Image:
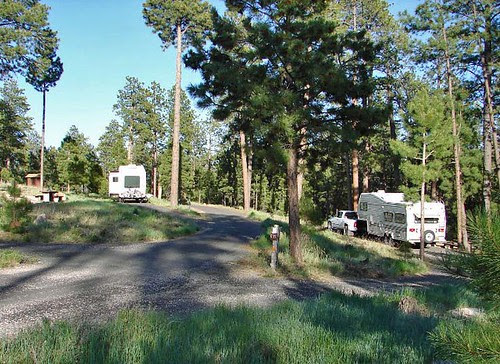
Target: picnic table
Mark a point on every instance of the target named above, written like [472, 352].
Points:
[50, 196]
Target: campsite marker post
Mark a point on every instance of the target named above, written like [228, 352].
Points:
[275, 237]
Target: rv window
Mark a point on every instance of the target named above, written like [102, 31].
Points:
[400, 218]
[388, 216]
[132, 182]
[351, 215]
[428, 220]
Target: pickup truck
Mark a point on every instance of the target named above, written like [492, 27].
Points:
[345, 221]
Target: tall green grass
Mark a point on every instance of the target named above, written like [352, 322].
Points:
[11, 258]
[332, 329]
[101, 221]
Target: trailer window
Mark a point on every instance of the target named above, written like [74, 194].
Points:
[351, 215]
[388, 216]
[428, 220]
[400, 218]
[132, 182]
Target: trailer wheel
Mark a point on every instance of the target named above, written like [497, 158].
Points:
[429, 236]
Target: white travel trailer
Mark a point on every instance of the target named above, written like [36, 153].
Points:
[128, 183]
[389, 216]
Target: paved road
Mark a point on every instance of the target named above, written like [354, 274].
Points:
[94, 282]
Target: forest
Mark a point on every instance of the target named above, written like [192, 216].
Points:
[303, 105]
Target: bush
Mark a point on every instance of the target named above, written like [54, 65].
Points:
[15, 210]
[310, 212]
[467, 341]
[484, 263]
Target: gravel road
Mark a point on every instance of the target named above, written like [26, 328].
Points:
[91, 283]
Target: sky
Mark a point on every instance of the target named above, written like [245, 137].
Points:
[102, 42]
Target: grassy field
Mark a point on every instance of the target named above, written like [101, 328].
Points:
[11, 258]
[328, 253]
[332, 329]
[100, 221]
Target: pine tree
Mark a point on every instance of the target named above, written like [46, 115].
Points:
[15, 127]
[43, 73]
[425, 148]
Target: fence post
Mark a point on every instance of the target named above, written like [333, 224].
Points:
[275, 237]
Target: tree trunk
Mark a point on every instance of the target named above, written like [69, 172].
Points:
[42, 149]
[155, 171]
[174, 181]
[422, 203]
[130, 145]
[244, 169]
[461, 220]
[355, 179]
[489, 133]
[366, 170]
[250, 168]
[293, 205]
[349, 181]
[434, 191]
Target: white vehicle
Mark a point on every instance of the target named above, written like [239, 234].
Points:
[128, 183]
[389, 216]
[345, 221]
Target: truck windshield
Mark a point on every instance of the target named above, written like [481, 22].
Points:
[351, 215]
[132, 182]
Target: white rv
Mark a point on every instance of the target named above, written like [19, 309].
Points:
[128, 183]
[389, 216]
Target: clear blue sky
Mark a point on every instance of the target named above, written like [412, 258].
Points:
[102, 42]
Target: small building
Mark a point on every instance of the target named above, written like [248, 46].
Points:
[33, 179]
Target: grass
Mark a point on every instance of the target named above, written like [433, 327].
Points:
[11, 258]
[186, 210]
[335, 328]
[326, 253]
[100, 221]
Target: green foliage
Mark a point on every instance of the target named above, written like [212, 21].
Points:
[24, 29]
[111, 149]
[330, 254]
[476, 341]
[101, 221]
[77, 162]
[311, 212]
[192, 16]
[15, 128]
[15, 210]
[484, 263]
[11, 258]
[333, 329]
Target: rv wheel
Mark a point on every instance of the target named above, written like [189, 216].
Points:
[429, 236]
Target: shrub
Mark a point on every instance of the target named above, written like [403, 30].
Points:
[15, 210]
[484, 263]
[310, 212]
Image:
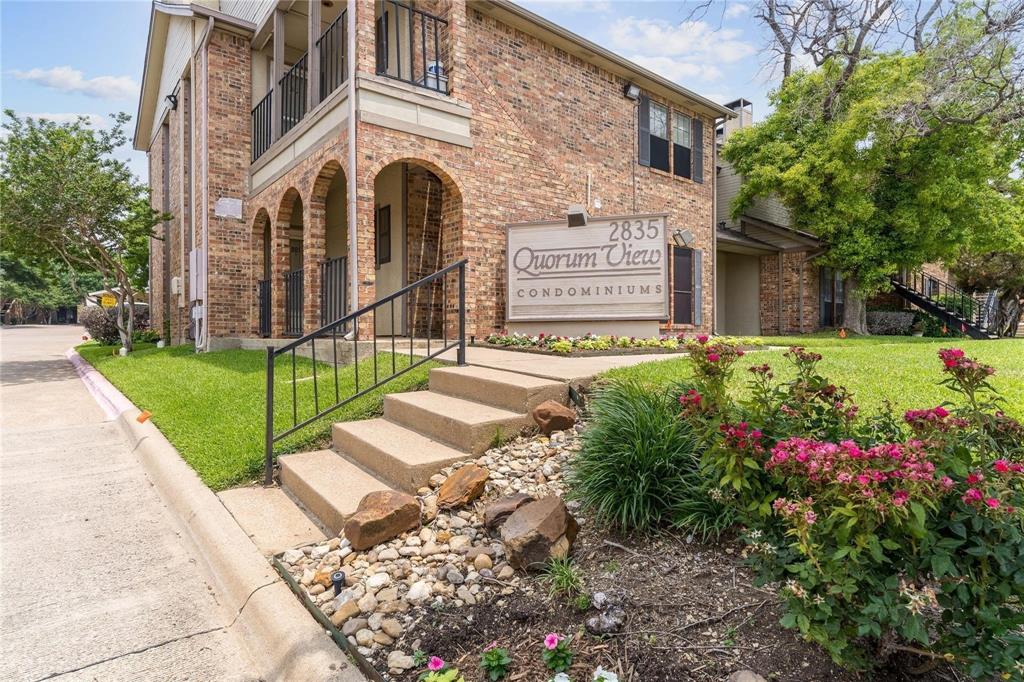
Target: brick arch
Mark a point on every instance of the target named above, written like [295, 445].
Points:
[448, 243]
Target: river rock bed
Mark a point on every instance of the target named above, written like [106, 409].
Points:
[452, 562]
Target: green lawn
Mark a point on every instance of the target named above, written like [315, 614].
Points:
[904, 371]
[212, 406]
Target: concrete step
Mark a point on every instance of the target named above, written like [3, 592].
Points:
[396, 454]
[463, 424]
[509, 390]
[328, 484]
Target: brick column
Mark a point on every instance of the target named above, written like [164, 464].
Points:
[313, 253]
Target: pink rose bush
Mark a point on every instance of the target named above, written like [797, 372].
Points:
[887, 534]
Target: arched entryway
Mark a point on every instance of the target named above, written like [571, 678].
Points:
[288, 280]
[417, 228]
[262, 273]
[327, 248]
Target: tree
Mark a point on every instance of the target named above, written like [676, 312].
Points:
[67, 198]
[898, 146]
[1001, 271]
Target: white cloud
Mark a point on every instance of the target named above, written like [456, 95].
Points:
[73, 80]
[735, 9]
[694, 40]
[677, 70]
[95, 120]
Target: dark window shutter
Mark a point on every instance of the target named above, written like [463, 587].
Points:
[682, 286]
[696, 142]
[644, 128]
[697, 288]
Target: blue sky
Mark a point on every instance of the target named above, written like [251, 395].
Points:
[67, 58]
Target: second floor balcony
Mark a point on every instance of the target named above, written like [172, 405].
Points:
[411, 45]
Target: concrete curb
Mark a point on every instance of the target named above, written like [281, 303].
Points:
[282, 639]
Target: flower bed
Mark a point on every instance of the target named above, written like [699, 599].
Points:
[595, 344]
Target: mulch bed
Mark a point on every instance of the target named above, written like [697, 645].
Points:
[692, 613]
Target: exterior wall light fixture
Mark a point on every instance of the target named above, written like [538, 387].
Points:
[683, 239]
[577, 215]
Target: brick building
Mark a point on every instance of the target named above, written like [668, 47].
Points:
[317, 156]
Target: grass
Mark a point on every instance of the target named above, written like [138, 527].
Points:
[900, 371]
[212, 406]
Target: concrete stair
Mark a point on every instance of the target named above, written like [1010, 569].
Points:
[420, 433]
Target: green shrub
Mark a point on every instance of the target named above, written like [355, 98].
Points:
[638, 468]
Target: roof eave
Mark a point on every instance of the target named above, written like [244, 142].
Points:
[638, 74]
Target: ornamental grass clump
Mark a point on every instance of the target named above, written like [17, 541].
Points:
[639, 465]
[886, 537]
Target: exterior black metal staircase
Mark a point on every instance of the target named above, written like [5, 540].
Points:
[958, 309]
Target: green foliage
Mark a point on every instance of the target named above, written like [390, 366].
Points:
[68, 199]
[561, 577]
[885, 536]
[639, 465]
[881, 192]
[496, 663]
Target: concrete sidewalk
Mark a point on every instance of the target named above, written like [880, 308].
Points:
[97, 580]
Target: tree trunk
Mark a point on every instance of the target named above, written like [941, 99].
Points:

[What you have to do]: Render all entries verbatim, excluding any pictures they hold.

[Solution for this task]:
Image:
Target: picnic table
Mark a point on every instance of the target named above, written like [472, 352].
Points:
[50, 196]
Target: campsite marker post
Mark a point on every instance of the target named above, written like [228, 352].
Points:
[275, 237]
Target: rv window
Mark a point on every instance of the target named above, written like [102, 31].
Points:
[400, 218]
[388, 216]
[132, 182]
[351, 215]
[428, 220]
Target: pickup truck
Mark a point on every instance of the target named above, written like [492, 27].
Points:
[345, 221]
Target: tall green grass
Mark a point on every instance of the target named above, written like [352, 322].
Points:
[11, 258]
[332, 329]
[101, 221]
Target: trailer window
Mark a point on every instance of the target named above, written like [74, 194].
Points:
[351, 215]
[388, 216]
[428, 220]
[400, 218]
[132, 182]
Target: trailer wheel
Mark a point on every instance of the target named above, written like [497, 158].
Points:
[429, 236]
Target: white travel trailer
Mark a point on every instance of the target named above, written like [36, 153].
Points:
[128, 183]
[389, 216]
Target: paved road
Mark a point on every instance of the target named above, written like [354, 274].
Points:
[94, 282]
Target: forest
Mark a point on every instance of the target named above, written like [192, 216].
Points:
[303, 105]
Target: bush
Mark a point on every instance of the target named above, written like [54, 65].
Points:
[15, 210]
[310, 212]
[467, 341]
[484, 263]
Target: gravel road
Mark a point on every instance of the target named above, written like [26, 328].
Points:
[91, 283]
Target: sky
Mark a point on every instance of the target named above, written like [245, 137].
Points:
[102, 42]
Target: grassy field
Mark a point on every instance of the target named above, written like [101, 328].
Points:
[11, 258]
[328, 253]
[332, 329]
[100, 221]
Target: pine tree
Mark a point on every instance of the target named above, written like [46, 115].
Points:
[15, 127]
[43, 73]
[425, 148]
Target: fence post
Mark a point on every instance of the target named above, written like [333, 224].
Points:
[275, 237]
Target: tree trunk
Mark a point on every instance of the target named above, written like [69, 172].
Points:
[42, 149]
[155, 171]
[174, 181]
[422, 203]
[130, 145]
[244, 169]
[461, 220]
[355, 179]
[489, 133]
[366, 170]
[250, 168]
[293, 205]
[349, 181]
[434, 191]
Target: white vehicle
Mark a point on every instance of the target named above, written like [239, 234].
Points:
[128, 183]
[389, 216]
[345, 221]
Target: truck windshield
Mark a point on every instance of the target named above, written like [481, 22].
Points:
[351, 215]
[132, 182]
Target: white rv
Mark a point on every instance of the target named above, written like [19, 309].
Points:
[128, 183]
[389, 216]
Target: clear blue sky
Mark a point on every instance of the target named above, written like [412, 258].
Points:
[102, 42]
Target: small building
Mark a point on every instance of the target named above, written like [248, 46].
Points:
[33, 179]
Target: grass
Mark a point on every instance of the target named above, written like [433, 327].
Points:
[11, 258]
[186, 210]
[335, 328]
[326, 253]
[100, 221]
Target: green foliage
Mark a point on every instance of the target named above, written like [212, 21].
Points:
[24, 29]
[111, 149]
[330, 254]
[476, 341]
[101, 221]
[77, 162]
[311, 212]
[192, 16]
[15, 128]
[15, 210]
[484, 263]
[11, 258]
[333, 329]
Target: rv wheel
Mark a point on every instance of the target named above, written like [189, 216].
Points:
[429, 236]
Target: shrub
Mark a point on every instance of the target named above, written like [403, 30].
Points:
[15, 210]
[484, 263]
[310, 212]
Image:
Target: brick arch
Mark a point on every instance of the target named above, written like [295, 445].
Points:
[448, 243]
Target: river rock bed
Mark a point on every instance of the target named above, written like [106, 409].
Points:
[452, 562]
Target: green lawn
Mark a point on every instance of the target named above, written like [315, 614].
Points:
[904, 371]
[212, 406]
Target: concrete step
Mark a point on every instance of the target named above, written like [3, 592].
Points:
[396, 454]
[463, 424]
[509, 390]
[328, 484]
Target: brick column
Mark a point on every instance of the target named above, written like [164, 464].
Points:
[313, 253]
Target: pink rose bush
Mark a point on every instance of the target named above, written like [797, 372].
Points:
[887, 534]
Target: arched entryway
Mark a point on every instance of the target named above, written like [571, 678].
Points:
[288, 280]
[417, 228]
[262, 273]
[327, 248]
Target: tree
Mark a point on every instance of the target named above, written like [676, 312].
Points:
[67, 198]
[898, 146]
[1001, 271]
Target: white cloud
Mark a point on every instance of the target named above, written like [456, 95].
Points:
[73, 80]
[735, 9]
[694, 40]
[677, 70]
[95, 120]
Target: dark window shutter
Mark a point on every instance of the target named above, written like [463, 587].
Points:
[682, 286]
[696, 142]
[644, 128]
[697, 288]
Target: blue sky
Mark a point on every instance of the target named above, written like [251, 395].
Points:
[67, 58]
Target: second floor balcony
Mark a point on every instance of the target named above, written like [172, 405].
Points:
[411, 45]
Target: concrete curb
Mark a point on every instance of the target named above, written like [281, 303].
Points:
[282, 639]
Target: flower bed
Mark a point on every instance of the target named above, written like [699, 599].
Points:
[595, 344]
Target: mulch bed
Mark a point on every instance of the target named above, written like [697, 645].
Points:
[692, 613]
Target: exterior wall light fixture
Mark a point on every instance of the target named above, written like [538, 387].
Points:
[683, 239]
[577, 215]
Target: brick building
Mark a point on every instance of the target named above, written like [668, 47].
Points:
[317, 156]
Target: grass
Mark a point on every instance of the target named above, written like [138, 527].
Points:
[900, 371]
[212, 406]
Target: concrete stair
Mark a point on every instance of the target named above, written like [1010, 569].
Points:
[420, 433]
Target: green shrub
Mark a point on every instance of the target named above, written like [355, 98].
Points:
[638, 468]
Target: roof eave
Mark a point on every instance of the target named above, written like [244, 142].
Points:
[638, 74]
Target: ornamental grass clump
Mark a point on every instance of the target named above, written like [17, 541].
Points:
[639, 465]
[886, 537]
Target: exterior black metal staircase
Mark a point on every instance of the target named above, written like [5, 540].
Points:
[958, 309]
Target: green foliage
Mark a point on every instance of the target named above, written like [390, 366].
Points:
[68, 199]
[561, 577]
[885, 536]
[639, 465]
[881, 192]
[496, 663]
Target: concrete sidewalk
Mark a point on every instance of the target named above, written like [880, 308].
Points:
[97, 580]
Target: tree trunk
Mark a point on every instance of the target named above, written like [941, 99].
Points:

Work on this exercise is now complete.